Consigne 1
D'après le texte sur les interprètes, à combien s'élève en moyenne l'enveloppe de l'aide humaine versée par bénéficiaire ?
Consigne 2
Transcrivez, s'il vous plaît, tout le passage du texte sur les interprètes depuis « Aussi, pour faire » jusqu'à « des structures sociales. ».

Vers un regroupement des professionnels ?
Aussi, pour faire face à cette pénibilité, les interprètes optent pour le statut d'indépendant ou se regroupent pour mieux s’organiser en créant leur propre structure professionnelle sous forme d'association telle que l’Afils ou de
société coopérative ouvrière de production (Scop) afin d'exercer dans les meilleures conditions possibles pour eux comme pour les usagers. L’objectif, entre autres, est de donner une certaine visibilité à leur profession auprès des structures sociales.
« Il y a un vrai travail de sensibilisation à réaliser en amont pour expliquer qui nous sommes, notre façon d'exercer et surtout notre éthique professionnelle », ajoute Sophie Pointurier Pournin. Depuis quelques années, le métier se développe avec l’essor de nouvelles technologies : la visio-interprétation – une webcam sur un ordinateur – permet ainsi d’avoir recours à un interprète à distance, une évolution qui permet de compenser le manque de professionnels disponibles.
Marina Al Rubaee
Le financement des interprètes
Les conseils généraux ont un budget spécifique pour financer l’intervention des interprètes, un droit fondamental pour toutes les personnes sourdes. Mais les services sociaux n'y ont pas systématiquement recours. En outre, les fonds alloués sont inégaux d’un territoire à l’autre. Néanmoins, la loi du 11 février 2005 permet à une personne sourde de faire appel aux services d’un professionnel grâce à la prestation compensatoire du handicap (PCH), délivrée par les MDPH. L’enveloppe de cette aide humaine est en moyenne de 300 euros par bénéficiaire et par mois.

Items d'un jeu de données
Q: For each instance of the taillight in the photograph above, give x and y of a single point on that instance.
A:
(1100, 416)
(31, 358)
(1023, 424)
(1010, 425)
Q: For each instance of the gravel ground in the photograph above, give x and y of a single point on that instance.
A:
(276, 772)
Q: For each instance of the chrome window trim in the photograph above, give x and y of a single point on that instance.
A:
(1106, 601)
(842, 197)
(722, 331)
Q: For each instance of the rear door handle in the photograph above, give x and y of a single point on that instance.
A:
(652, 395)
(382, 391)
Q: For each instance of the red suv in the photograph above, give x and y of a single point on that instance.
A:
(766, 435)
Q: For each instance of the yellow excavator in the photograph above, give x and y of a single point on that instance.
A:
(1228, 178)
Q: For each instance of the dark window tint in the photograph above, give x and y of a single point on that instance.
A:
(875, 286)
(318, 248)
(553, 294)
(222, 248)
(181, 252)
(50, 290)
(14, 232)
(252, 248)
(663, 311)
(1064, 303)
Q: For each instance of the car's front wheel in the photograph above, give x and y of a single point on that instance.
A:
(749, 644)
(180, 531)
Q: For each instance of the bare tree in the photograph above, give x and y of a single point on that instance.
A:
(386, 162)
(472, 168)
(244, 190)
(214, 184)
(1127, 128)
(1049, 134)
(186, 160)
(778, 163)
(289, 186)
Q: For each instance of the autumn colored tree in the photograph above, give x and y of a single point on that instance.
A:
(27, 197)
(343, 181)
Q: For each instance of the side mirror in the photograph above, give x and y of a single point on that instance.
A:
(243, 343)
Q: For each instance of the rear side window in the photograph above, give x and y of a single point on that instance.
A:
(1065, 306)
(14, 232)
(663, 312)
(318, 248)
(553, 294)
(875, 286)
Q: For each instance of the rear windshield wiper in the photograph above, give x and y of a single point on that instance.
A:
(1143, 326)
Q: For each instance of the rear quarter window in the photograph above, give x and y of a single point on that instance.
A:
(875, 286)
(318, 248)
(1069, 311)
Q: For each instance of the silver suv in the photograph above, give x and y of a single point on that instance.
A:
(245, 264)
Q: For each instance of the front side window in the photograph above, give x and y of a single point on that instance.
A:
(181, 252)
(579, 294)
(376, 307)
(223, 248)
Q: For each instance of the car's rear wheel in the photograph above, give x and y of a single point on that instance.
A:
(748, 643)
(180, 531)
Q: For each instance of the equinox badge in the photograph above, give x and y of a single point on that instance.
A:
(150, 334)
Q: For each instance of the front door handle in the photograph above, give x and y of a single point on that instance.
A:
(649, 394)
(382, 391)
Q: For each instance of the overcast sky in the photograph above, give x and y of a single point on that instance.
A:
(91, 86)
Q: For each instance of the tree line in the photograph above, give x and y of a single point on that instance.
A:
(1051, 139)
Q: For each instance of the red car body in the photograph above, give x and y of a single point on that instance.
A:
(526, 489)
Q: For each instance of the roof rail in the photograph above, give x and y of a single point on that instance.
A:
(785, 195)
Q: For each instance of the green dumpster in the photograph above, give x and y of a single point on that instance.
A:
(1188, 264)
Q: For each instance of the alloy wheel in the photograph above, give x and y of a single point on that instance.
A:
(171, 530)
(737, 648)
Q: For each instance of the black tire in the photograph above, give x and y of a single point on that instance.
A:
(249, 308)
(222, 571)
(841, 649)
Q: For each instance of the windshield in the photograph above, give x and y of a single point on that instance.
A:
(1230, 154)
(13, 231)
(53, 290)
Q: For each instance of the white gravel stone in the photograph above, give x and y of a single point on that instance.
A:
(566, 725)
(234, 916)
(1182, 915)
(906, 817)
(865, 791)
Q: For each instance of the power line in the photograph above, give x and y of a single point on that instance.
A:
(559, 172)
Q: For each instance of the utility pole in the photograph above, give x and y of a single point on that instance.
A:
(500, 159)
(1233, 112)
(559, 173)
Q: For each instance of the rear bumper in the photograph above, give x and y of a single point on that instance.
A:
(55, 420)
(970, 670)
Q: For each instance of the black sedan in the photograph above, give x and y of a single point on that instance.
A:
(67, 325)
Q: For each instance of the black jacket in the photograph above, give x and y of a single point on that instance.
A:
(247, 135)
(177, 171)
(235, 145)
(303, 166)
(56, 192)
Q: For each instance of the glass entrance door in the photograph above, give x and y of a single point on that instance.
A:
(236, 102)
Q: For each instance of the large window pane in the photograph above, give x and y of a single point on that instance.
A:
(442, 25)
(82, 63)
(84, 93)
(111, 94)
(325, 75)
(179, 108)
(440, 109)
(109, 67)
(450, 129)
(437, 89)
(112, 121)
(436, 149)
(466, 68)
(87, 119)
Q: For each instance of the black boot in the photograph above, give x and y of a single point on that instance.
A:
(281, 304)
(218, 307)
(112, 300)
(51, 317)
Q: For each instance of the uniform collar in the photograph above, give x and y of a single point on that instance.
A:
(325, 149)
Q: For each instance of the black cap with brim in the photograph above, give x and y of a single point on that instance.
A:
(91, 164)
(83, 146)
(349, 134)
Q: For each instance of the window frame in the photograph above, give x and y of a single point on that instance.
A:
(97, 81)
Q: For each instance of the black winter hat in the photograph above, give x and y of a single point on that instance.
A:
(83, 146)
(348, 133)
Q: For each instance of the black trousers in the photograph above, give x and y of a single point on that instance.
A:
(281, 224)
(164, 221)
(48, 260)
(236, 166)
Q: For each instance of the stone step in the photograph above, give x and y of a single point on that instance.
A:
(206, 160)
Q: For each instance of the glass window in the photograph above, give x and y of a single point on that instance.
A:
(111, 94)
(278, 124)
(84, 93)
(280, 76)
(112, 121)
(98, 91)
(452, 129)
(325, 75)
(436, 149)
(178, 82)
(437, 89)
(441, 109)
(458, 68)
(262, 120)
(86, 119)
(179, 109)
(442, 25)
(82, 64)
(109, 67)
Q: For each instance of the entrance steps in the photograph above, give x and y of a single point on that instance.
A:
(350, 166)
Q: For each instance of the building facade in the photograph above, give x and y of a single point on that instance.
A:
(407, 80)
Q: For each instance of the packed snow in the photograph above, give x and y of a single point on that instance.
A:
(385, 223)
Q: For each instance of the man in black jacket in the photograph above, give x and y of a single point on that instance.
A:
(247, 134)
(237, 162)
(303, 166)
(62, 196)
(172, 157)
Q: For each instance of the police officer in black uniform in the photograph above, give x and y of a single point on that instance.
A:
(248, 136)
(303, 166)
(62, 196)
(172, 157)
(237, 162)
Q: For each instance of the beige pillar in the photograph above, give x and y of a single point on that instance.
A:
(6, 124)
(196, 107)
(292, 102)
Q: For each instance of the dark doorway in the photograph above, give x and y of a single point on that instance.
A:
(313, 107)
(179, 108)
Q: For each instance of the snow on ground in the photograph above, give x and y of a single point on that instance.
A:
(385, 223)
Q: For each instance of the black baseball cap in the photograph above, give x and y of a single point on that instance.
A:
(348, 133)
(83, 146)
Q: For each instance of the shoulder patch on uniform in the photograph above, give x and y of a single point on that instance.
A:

Réponse attendue 1
En moyenne 300 euros par bénéficiaire et par mois.

Réponse attendue 2
Aussi, pour faire face à cette pénibilité, les interprètes optent pour le statut d'indépendant ou se regroupent pour mieux s’organiser en créant leur propre structure professionnelle sous forme d'association telle que l’Afils ou de
société coopérative ouvrière de production (Scop) afin d'exercer dans les meilleures conditions possibles pour eux comme pour les usagers. L’objectif, entre autres, est de donner une certaine visibilité à leur profession auprès des structures sociales.